**PROBLEM TO WORK ON**. Would you print every entry below exactly as written, omitting the images?

PROVIDED DATA START

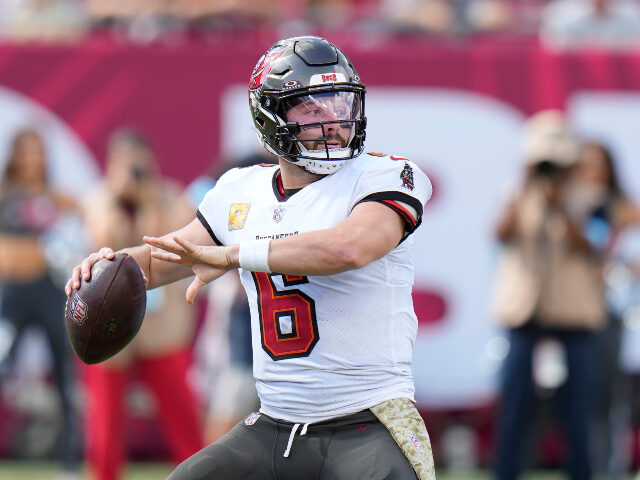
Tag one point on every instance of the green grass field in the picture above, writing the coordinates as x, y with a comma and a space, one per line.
15, 470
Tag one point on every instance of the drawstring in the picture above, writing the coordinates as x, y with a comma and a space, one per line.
293, 434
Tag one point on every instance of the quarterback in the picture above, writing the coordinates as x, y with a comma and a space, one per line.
323, 244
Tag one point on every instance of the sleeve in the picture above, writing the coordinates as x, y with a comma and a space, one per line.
210, 213
397, 183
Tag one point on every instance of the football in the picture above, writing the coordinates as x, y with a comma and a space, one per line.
105, 313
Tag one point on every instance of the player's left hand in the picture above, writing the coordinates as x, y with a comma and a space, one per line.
207, 263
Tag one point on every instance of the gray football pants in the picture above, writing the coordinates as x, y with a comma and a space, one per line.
354, 447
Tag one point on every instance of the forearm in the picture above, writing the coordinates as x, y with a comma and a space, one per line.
359, 240
323, 252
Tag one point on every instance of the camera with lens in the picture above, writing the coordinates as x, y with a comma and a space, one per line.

PROVIDED DATA END

**SOLUTION FOR THIS PROBLEM**.
Tag one point on every instance of the green grass field in the picture above, writing the coordinates as x, y with a comma and a space, one per line.
15, 470
Tag one point on every instance of the drawstring in the picture above, writing the coordinates as x, y with a comma and a space, one per line.
293, 434
Tag one point on every instance of the quarterback in the picture above, writing the coordinates as x, y with a comma and a space, one per line.
323, 244
Tag one point on every instance of the sleeve in the picture above, writing the coordinates as x, y with a comma and a space, one per line.
210, 213
397, 183
Tag one point on every instance of the football in the picture above, writing the coordinates as x, y with a comma and a space, one per line.
105, 313
Tag one point on every instance of the player's left hand in the picture above, writing the coordinates as x, y with a comma and a space, one per line.
207, 263
Tag one point on every instance of the gray football pants in the picture above, writing the coordinates as x, y with a comma and a space, one per line.
354, 447
Tag one point on every instance of the forearm in the picture above, writing the coordinates as x, y with a comma and a space, one per line.
359, 240
323, 252
Tag one point on every instance of the camera with lens in the picture above, writing the coordinates as x, y with a comma and a space, one per line.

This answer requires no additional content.